■ Exercices
**A)** Relevez toutes les personnes physiques que l'extrait sur le pacte Dutreil désigne par leur rôle.
**B)** Reproduisez à l'identique le passage de l'extrait sur le pacte Dutreil qui va de "Dans la première" à "l’article 787 B.".
### Extrait fourni
Pacte DUTREIL et holdings mixtes : état des lieux et perspectives

Les juges ont récemment tranché la délicate question de la prépondérance de l’activité d’animation d’un groupe, à l’endroit de sociétés holdings animatrices qui, outre le contrôle et la conduite de la politique du groupe, exerçaient une activité civile. Un faisceau d’indices pour caractériser la prépondérance de l’animation se dessine. A quand sa transcription dans les commentaires administratifs ?

1. Teneur des décisions

Dans la première affaire (CA Paris 5-3-2018, Financière de Rosario), un contribuable avait donné à ses descendants la nue-propriété d’actions d’une société holding, sous le régime « Dutreil » de l’article 787 B du CGI. Pendant la période d’engagement de conservation, la holding animait ses filiales et détenait par ailleurs des actifs financiers et immobiliers. L’administration a considéré que l’activité déployée par cette holding -animatrice- était à titre prépondérant une activité de gestion de titres de placement et de location d’immeubles permettant de remettre en cause l’éligibilité à l’article 787 B.
######
### Données fournies
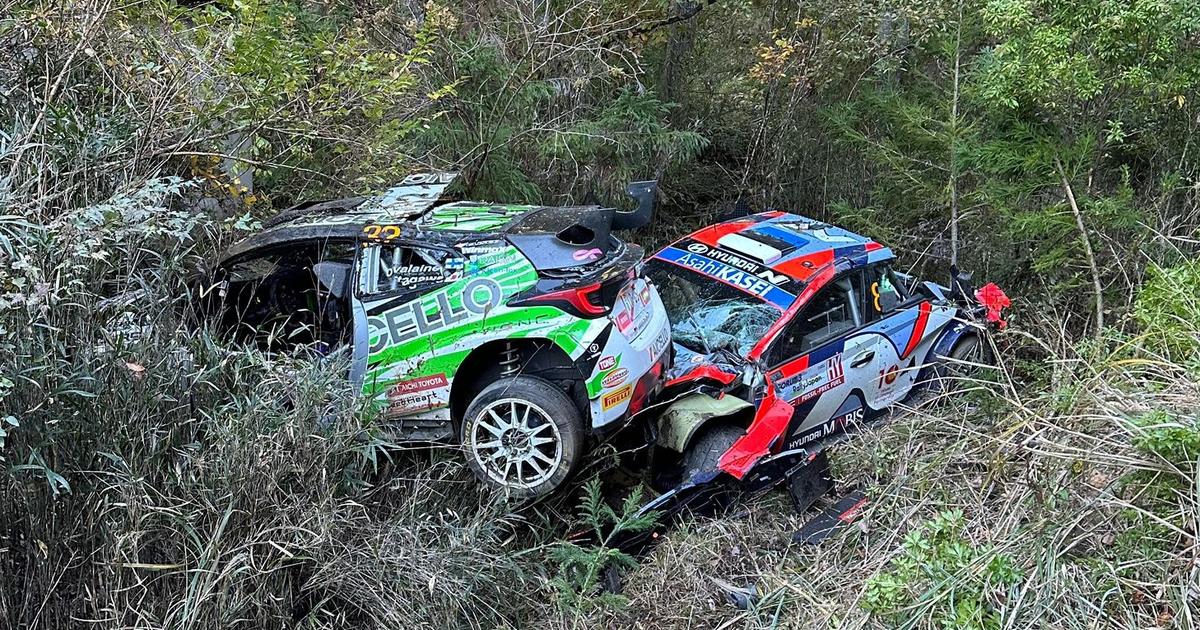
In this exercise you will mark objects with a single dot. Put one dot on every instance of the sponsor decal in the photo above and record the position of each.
(411, 275)
(738, 262)
(616, 397)
(888, 376)
(827, 429)
(417, 395)
(615, 378)
(737, 277)
(411, 321)
(814, 381)
(660, 342)
(419, 384)
(587, 255)
(478, 247)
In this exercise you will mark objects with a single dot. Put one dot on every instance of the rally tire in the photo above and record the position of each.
(522, 436)
(703, 455)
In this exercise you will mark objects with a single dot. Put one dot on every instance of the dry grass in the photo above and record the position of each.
(1055, 484)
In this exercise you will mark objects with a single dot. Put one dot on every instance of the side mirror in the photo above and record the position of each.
(961, 288)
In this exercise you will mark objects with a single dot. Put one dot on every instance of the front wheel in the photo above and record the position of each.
(522, 435)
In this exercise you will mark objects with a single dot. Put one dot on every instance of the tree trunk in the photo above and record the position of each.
(1087, 247)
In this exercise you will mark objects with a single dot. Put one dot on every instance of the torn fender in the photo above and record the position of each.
(681, 421)
(768, 425)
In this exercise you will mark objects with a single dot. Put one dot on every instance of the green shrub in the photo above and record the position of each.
(942, 576)
(581, 568)
(1168, 311)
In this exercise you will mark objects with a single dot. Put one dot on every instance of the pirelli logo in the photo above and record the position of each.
(616, 397)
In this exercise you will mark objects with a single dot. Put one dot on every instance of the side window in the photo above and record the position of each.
(883, 292)
(832, 312)
(399, 268)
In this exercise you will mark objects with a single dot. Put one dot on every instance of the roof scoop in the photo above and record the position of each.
(643, 192)
(750, 249)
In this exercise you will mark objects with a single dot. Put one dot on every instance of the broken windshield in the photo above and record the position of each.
(708, 316)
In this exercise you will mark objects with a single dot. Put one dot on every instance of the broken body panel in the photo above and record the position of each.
(807, 323)
(415, 288)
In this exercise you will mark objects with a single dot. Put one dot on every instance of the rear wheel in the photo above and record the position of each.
(705, 453)
(522, 435)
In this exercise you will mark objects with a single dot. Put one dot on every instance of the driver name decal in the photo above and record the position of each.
(813, 382)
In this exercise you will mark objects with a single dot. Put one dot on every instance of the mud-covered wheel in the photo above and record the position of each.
(522, 435)
(705, 453)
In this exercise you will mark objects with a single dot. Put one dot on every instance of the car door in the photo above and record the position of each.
(901, 327)
(399, 325)
(820, 359)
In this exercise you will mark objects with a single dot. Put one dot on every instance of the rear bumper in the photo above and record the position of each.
(641, 363)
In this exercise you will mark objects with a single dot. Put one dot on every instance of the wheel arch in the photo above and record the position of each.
(689, 417)
(945, 345)
(534, 355)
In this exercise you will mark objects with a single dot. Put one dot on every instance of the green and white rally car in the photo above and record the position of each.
(515, 330)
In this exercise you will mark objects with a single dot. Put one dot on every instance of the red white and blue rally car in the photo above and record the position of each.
(789, 333)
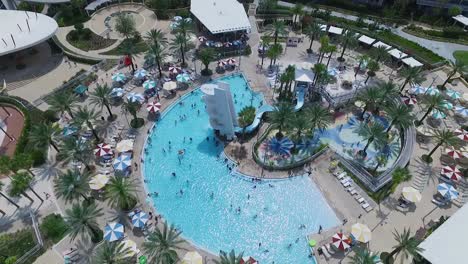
######
■ Réponses ci-dessous
**A)** les juges, un contribuable, ses descendants

**B)**
Dans la première affaire (CA Paris 5-3-2018, Financière de Rosario), un contribuable avait donné à ses descendants la nue-propriété d’actions d’une société holding, sous le régime « Dutreil » de l’article 787 B du CGI. Pendant la période d’engagement de conservation, la holding animait ses filiales et détenait par ailleurs des actifs financiers et immobiliers. L’administration a considéré que l’activité déployée par cette holding -animatrice- était à titre prépondérant une activité de gestion de titres de placement et de location d’immeubles permettant de remettre en cause l’éligibilité à l’article 787 B.